Starting with the line that contains "of the lake", set down each line through the end of the entries below, exactly and with nothing added.

• • • •

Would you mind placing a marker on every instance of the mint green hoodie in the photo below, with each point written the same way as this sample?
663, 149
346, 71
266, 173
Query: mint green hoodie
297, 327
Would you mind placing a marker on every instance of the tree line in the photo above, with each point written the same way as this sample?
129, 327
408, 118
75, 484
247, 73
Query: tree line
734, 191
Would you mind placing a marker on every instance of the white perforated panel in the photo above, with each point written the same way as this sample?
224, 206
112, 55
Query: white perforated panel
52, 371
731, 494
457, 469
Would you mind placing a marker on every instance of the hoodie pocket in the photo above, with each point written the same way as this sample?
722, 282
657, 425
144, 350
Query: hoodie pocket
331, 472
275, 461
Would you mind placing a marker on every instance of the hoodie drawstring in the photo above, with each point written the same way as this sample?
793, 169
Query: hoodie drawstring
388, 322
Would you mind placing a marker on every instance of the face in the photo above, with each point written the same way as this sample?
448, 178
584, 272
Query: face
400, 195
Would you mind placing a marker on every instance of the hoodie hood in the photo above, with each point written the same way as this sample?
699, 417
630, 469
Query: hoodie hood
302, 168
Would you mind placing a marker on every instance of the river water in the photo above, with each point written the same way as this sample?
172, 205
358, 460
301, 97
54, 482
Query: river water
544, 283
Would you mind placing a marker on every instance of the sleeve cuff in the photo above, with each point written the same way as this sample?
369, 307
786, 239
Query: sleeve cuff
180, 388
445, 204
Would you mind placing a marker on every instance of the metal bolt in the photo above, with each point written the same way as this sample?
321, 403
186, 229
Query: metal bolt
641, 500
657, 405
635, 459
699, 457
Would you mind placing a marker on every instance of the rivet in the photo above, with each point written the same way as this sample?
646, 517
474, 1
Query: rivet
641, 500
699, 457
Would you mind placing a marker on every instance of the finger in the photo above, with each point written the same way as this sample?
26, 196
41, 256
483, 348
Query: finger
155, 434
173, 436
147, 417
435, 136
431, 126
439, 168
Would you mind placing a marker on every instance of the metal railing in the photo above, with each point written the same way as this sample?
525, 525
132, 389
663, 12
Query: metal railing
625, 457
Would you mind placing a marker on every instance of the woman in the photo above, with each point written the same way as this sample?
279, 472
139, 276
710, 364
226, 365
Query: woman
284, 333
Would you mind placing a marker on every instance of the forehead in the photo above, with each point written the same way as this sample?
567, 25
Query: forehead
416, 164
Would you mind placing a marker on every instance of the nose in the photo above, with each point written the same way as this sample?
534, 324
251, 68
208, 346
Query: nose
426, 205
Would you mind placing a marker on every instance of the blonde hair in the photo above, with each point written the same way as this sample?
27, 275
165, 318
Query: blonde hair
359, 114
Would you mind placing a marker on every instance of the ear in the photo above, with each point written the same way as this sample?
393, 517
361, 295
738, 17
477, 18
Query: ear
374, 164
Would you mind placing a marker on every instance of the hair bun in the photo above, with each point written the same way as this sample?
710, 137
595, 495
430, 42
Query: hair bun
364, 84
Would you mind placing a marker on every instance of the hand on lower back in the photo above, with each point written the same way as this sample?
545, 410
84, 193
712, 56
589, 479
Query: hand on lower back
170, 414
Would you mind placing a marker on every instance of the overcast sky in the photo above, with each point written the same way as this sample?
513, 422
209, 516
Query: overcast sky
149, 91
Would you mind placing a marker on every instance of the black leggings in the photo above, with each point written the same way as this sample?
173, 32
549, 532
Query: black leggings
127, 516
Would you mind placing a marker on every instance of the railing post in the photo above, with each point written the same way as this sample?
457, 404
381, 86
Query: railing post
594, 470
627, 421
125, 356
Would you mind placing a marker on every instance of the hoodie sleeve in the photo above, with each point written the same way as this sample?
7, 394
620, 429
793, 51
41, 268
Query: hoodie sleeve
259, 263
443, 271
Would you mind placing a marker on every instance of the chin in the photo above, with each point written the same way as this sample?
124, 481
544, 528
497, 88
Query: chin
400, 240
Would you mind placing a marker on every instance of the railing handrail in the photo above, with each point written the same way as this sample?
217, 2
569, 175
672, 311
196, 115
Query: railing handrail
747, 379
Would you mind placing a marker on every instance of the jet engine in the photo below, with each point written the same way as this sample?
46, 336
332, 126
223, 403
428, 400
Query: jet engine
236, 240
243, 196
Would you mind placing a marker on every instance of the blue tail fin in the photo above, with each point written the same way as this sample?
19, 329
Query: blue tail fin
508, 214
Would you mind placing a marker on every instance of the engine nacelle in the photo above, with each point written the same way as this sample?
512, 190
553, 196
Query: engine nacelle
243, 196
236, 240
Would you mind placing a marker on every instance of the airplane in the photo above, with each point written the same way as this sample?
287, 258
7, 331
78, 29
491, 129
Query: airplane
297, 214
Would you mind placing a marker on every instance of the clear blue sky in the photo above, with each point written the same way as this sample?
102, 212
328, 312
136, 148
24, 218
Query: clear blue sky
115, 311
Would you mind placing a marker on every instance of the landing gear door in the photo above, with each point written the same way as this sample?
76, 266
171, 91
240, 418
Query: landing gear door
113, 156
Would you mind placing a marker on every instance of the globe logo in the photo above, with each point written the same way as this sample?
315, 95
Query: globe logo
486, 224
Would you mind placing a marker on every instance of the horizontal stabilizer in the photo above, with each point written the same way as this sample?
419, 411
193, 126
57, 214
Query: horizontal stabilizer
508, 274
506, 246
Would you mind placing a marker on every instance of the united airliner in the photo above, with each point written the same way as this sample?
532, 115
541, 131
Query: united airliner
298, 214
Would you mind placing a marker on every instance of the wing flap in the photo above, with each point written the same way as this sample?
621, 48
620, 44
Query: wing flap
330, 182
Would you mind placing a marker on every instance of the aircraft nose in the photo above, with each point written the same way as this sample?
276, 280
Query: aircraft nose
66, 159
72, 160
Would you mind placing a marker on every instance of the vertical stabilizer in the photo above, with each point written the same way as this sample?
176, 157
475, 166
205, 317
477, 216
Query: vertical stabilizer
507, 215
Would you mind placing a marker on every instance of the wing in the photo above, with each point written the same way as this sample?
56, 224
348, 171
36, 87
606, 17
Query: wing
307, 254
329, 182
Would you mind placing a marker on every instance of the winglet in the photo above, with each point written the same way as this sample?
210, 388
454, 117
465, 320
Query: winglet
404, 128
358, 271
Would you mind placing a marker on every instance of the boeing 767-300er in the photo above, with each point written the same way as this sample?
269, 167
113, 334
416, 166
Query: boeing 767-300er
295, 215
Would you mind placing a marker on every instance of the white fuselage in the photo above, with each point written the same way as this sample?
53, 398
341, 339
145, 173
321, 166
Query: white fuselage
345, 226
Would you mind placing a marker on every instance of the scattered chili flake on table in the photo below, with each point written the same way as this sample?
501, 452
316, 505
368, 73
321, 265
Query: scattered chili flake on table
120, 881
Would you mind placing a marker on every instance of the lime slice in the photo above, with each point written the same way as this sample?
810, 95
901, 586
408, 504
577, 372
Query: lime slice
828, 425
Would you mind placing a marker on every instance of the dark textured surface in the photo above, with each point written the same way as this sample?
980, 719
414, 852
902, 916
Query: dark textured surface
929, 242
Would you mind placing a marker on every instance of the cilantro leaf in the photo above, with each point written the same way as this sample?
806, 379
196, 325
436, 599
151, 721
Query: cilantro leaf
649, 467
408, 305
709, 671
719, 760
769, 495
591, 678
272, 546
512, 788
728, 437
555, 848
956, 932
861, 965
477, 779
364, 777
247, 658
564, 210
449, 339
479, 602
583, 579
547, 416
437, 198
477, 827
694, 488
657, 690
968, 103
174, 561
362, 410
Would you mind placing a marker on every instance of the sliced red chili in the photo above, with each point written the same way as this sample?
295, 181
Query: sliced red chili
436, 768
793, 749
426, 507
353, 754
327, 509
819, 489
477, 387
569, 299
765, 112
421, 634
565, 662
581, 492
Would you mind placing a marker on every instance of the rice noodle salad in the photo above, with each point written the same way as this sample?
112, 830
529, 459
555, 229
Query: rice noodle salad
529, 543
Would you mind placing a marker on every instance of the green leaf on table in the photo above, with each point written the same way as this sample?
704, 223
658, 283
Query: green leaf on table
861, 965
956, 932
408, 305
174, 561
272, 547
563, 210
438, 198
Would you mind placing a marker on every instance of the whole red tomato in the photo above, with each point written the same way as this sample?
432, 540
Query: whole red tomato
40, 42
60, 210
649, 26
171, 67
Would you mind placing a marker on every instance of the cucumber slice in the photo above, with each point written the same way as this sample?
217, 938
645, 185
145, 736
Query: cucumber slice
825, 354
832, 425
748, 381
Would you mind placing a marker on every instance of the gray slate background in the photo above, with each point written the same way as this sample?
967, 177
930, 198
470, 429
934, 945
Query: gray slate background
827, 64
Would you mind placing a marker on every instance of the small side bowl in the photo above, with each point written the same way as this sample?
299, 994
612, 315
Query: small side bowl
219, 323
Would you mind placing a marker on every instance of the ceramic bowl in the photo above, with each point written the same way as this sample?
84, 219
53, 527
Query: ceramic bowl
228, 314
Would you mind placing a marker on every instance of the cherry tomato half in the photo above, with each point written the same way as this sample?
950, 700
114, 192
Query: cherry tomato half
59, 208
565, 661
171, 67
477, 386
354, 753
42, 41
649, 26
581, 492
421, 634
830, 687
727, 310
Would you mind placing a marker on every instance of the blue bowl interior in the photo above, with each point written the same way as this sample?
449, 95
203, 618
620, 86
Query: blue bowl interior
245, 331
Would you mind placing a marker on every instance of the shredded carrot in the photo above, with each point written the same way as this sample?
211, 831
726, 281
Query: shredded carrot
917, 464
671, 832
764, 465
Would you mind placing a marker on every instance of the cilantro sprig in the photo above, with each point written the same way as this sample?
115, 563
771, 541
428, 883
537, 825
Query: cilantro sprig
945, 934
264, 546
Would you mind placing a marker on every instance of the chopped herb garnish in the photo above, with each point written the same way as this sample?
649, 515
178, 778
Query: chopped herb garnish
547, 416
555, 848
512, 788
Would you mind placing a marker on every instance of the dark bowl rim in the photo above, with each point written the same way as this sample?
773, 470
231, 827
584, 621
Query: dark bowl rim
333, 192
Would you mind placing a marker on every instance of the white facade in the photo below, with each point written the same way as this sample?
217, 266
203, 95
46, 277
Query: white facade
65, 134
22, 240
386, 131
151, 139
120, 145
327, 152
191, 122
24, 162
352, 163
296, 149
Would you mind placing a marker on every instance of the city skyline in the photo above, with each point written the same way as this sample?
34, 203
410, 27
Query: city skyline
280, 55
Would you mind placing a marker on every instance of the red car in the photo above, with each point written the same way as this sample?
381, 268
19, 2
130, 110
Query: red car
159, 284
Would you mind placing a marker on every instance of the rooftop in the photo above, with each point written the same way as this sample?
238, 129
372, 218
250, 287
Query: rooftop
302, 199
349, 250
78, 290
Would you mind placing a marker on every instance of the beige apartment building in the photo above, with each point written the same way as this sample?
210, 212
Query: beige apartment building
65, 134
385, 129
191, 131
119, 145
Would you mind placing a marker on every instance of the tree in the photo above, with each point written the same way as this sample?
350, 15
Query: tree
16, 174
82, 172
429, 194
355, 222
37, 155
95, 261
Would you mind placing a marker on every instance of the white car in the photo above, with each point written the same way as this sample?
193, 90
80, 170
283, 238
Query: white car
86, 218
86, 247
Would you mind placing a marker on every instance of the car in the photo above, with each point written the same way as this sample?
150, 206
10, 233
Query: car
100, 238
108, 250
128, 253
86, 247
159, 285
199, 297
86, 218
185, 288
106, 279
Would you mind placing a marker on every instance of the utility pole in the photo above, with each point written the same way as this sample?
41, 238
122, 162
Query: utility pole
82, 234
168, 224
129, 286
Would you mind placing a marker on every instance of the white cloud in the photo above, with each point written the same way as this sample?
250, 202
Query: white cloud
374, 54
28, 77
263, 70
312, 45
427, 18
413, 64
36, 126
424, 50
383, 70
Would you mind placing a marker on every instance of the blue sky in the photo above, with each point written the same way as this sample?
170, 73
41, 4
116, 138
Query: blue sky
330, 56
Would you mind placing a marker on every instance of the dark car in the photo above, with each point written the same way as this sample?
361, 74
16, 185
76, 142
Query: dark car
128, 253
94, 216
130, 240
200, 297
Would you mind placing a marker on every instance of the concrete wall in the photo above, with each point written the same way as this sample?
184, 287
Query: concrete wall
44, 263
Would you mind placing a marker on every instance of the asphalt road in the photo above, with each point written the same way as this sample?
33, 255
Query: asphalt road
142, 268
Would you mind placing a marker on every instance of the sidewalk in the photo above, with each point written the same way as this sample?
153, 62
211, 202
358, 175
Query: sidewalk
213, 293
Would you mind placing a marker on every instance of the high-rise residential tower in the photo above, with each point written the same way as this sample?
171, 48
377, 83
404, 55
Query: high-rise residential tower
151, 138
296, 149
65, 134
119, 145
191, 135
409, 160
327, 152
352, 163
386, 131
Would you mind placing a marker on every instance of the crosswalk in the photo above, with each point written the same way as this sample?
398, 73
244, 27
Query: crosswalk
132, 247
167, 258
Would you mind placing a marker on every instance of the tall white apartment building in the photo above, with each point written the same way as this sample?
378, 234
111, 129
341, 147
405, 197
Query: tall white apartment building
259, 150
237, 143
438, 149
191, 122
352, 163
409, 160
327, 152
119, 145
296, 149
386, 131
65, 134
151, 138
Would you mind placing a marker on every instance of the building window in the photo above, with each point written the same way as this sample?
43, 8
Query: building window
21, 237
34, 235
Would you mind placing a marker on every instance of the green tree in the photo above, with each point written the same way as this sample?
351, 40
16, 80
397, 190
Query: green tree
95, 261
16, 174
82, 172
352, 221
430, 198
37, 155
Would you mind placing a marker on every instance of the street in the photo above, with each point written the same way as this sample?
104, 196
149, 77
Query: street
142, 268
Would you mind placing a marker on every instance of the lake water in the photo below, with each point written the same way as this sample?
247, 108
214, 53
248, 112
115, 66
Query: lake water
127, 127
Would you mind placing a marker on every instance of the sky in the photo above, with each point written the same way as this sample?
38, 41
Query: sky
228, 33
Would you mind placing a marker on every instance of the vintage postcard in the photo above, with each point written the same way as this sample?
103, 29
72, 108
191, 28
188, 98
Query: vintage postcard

• • • •

Result:
Would you mind placing a marker on every instance of the lake water in the photo below, with each point written the same way as this sample?
247, 108
214, 53
248, 112
115, 66
Query: lake water
127, 127
Would you mind placing a marker on every instance of the sky in the photo above, with each point written the same way as this sample?
38, 41
Query: sky
228, 33
Would you mind placing a marker on every instance of the vintage postcard in the photo above, with each point written the same way as this sample?
103, 29
72, 108
191, 28
188, 98
Query: vintage postcard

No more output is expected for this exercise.